課題一覧
A. 西川監督と役所の対談で、役所は人を観察することに加えて、どんな習慣があった方がいいと述べていますか。
B. 西川監督と役所の対談を、最後の文の後から書き継いでください。

提示文章
---*---
その上で西川監督が「俳優がこの仕事をしていく上で身につけておいた方がいいプロセスはあると思いますか?」と質問すると、役所は「人間ってほとんど実生活でも芝居をしているんですよね。うちの犬もよく芝居をしていて、こいつは下手な芝居をしているなと思う事もありましたけど」と笑いつつも、「でも人間の実生活でもそういうところがあって。嘘を本当みたいに言っているなとか。今までも何回も言っているんだけど、今思いついたように言っているなとか。そういうところはあると思うんです。だから人を観察するのはもちろんのこと、自分も観察する習慣はあった方がいい。人間を演じるわけだから、人間の習性というのは敏感に感じ取れるといいなと思います」とアドバイス。
それを聞いた西川監督が「自分自身を観察するのは本当に難しいと思う。内面的に観察することはそうだけど、見た目がどう見えているのか、というのは、なかなか客観的に見る機会がないと思うんです。的確な役の感情を表現するのに適切な表情というのがあると思うんです。これは馬鹿みたいな質問かもしれないですが、鏡は見るんですか?」と質問すると、「鏡を見て芝居はしないですね。ただ気持ちは表情に出ると思うんです。これはあまりいい例じゃないかもしれないですが、妻に嘘を言ったときに、嘘じゃないと思わせるために、頑なに目をそらさないようにする。でもそれは傍から見ると変ですよね。でもそういうのが映画的なのかなと思いますし。僕なんかも、これはお芝居に使いたいなと思うようなことがよくあるんですよね。人間って絶対に芝居をしているじゃないですか。自分の中にもそういう嫌な感じがあるんだなとかいうことを覚えておいて。そういう感情を台本で見た時に、これはこういう感じなのかなと思い出しながら、そういう風に役を捕まえていくようにしていますね」と説明するひと幕も。
---*---
提供資料
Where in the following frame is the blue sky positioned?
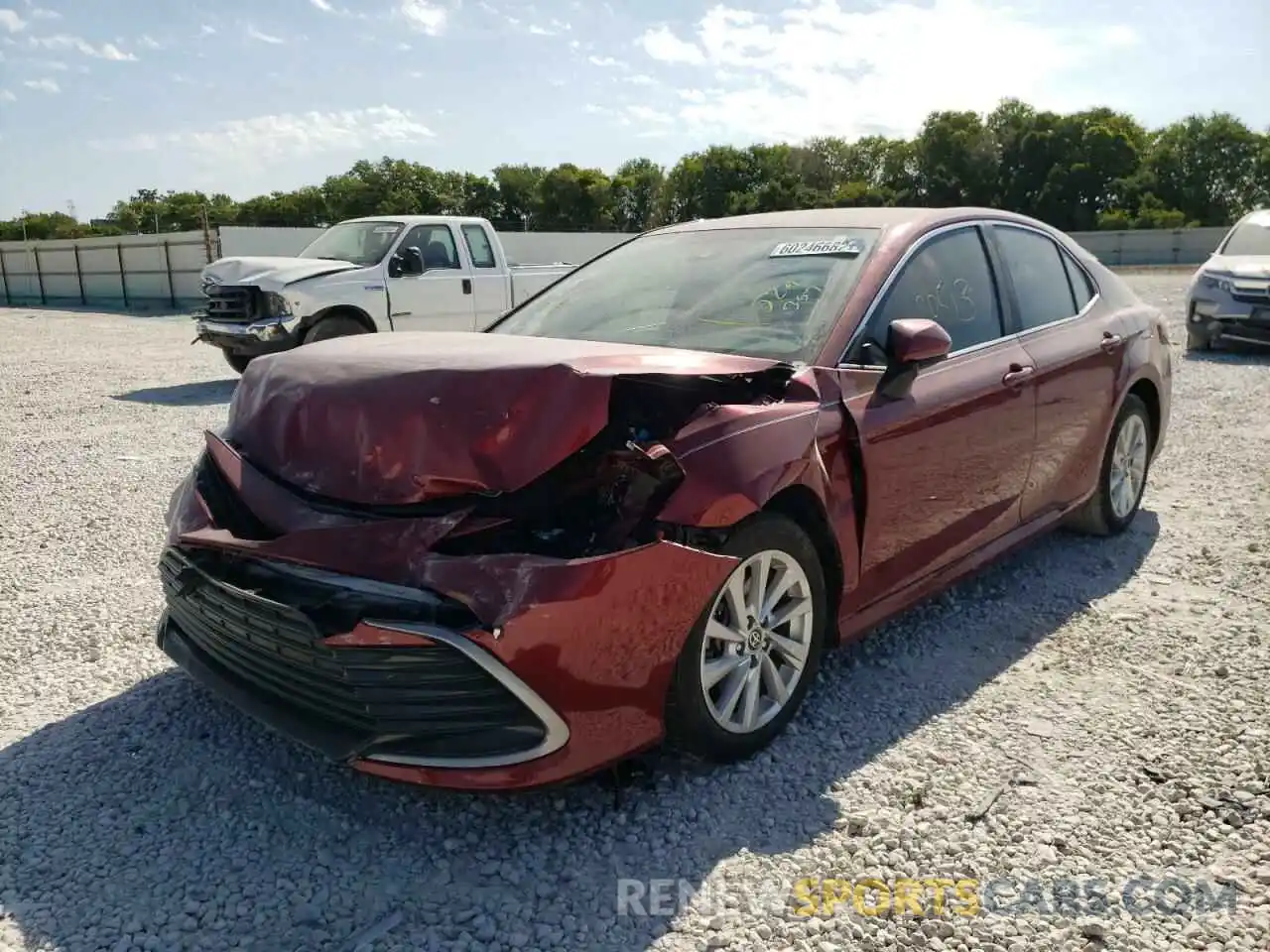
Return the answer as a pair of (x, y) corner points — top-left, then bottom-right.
(0, 0), (1270, 218)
---*---
課題への回答
A. 自分も観察する習慣です。

B.
映像作品ではカメラポジションや、寄り、引きといった画角などを変化させ、さらにはそのカットごとにリハーサル、本番などを行うことから、必然的に同じ芝居を何度も繰り返すことが求められる。西川監督も「やはり何十回も繰り返していくのは俳優さんもつらいでしょうし、集中力が途切れる瞬間もある。何人も出演者がいると、すべてのポジションがそろっているわけではないので。役者さんと対面している人の芝居が崩れることがあるんです。総合的にはそのテイクを使いたいんだけど、相手役の人の芝居が崩れているからどうしようかと思った時に、役所さんの芝居を洗い直すと、確実に正解がそこにある。役所さんの芝居にものすごく助けられることがありました。たとえば聞いているだけの顔なのに、役所さんのリアクションを映した方が、話者の内容が伝わりやすくなる、ということもあった。しゃべっている時の顔だけでなく、受け手の感情がちゃんと映っているというのが、演出にとっては助けになるんです」と役所との仕事を振り返る。
役所自身“リアクション”の大切さを感じているという。「自分が次にしゃべるセリフの内容というのは、自分の前の人のセリフの中にその理由があったりするんですが、あるいはそのセリフをまったく聞かずに、これを言おうかなと先に思っているようなセリフもありますよね。その時は“聞いていない”“自分は次のセリフを言おうとしているという顔”になるわけです。だから自分のセリフに到達するまで、というのも大事なことだと思います」。
さらに「役所さんは脚本の読解力が優れているんだなと思うんです。わたしが書いたセリフなのに、役所さんのお芝居を見て、こういうシーンだったのかと思わされることがありました」と語る西川監督。是枝監督も「自分も、役所さんの芝居で気付かされることがしばしばあって。自分が書いたものを自分が本当に分かっているんだろうかと、眠れなくなりました。それでマネジャーさんに『なんで役所さんはあんなに台本を理解されているんでしょうか?』と質問したんですけど、『たぶん誰よりも長い間、その役のことを考えているんだと思います』と言われたんですよ」とコメント。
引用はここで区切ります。